- BLOCO DE TEXTO:

======

## Exercício DStream - Leitura de Dados

### Correção de Exercício DStream - Leitura de Dados

### 1. Instalar o NetCat no container do spark

* apt update
* apt install netcat

### 2. Criar uma aplicação para ler os dados da porta 9999 e exibir no console

In [1]:
from pyspark import SparkContext
from pyspark.streaming import StreamingContext
from time import sleep

In [2]:
conf = SparkConf().setMaster("local[*]").setAppName("Dstream Python")
sc = SparkContext.getOrCreate(conf)
ssc = StreamingContext(sc, 5)

In [3]:
dstream = ssc.socketTextStream("localhost", 9999)

In [4]:
dstream.pprint()

In [5]:
# Antes de executar o comando abaixo, teremos que executar este comando no terminal primeiro.
# root@jupyter-spark:/# nc -lp 9999
ssc.start()
sleep(20)
ssc.stop()

-------------------------------------------
Time: 2022-04-19 21:41:25
-------------------------------------------
ola
tudo bem
Manoel
oi

-------------------------------------------
Time: 2022-04-19 21:41:30
-------------------------------------------
heita
tudo certo

-------------------------------------------
Time: 2022-04-19 21:41:35
-------------------------------------------
por ai
meu
amigo

-------------------------------------------
Time: 2022-04-19 21:41:40
-------------------------------------------



## Exercício DStream - Word Count

### 1. Criar o diretório no hdfs “/user/rodrigo/stream”

======

- DADOS COLETADOS:
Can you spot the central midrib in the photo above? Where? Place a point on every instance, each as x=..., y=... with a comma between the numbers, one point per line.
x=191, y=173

======

- O EXERCÍCIO:
Prossiga com o texto sobre exercícios de DStream no Spark, começando logo depois da última linha apresentada.

- RESPOSTA AO PROBLEMA:
In [6]:
!hdfs dfs -mkdir /user/manoel/stream

### 2. Criar uma aplicação para contar palavras a cada 10 segundos da porta 9998 e exibir no console durante 50 segundos

In [9]:
from pyspark import SparkContext
from pyspark.streaming import StreamingContext
from time import sleep

In [10]:
conf = SparkConf().setMaster("local[*]").setAppName("Dstream WordCount")
sc = SparkContext.getOrCreate(conf)
ssc = StreamingContext(sc, 10)

In [11]:
dstream = ssc.socketTextStream("localhost", 9998)

In [13]:
wordcount = dstream.flatMap(lambda linha: linha.split(" "))\
                   .map(lambda palavra: (palavra,1))\
                   .reduceByKey(lambda chave1, chave2: chave1+chave2)
wordcount.pprint()

In [14]:
ssc.start()
sleep(50)
ssc.stop()

-------------------------------------------
Time: 2022-04-19 22:43:40
-------------------------------------------

-------------------------------------------
Time: 2022-04-19 22:43:50
-------------------------------------------
('Manoel', 1)
('teste', 1)

-------------------------------------------
Time: 2022-04-19 22:44:00
-------------------------------------------
('Nascimento', 1)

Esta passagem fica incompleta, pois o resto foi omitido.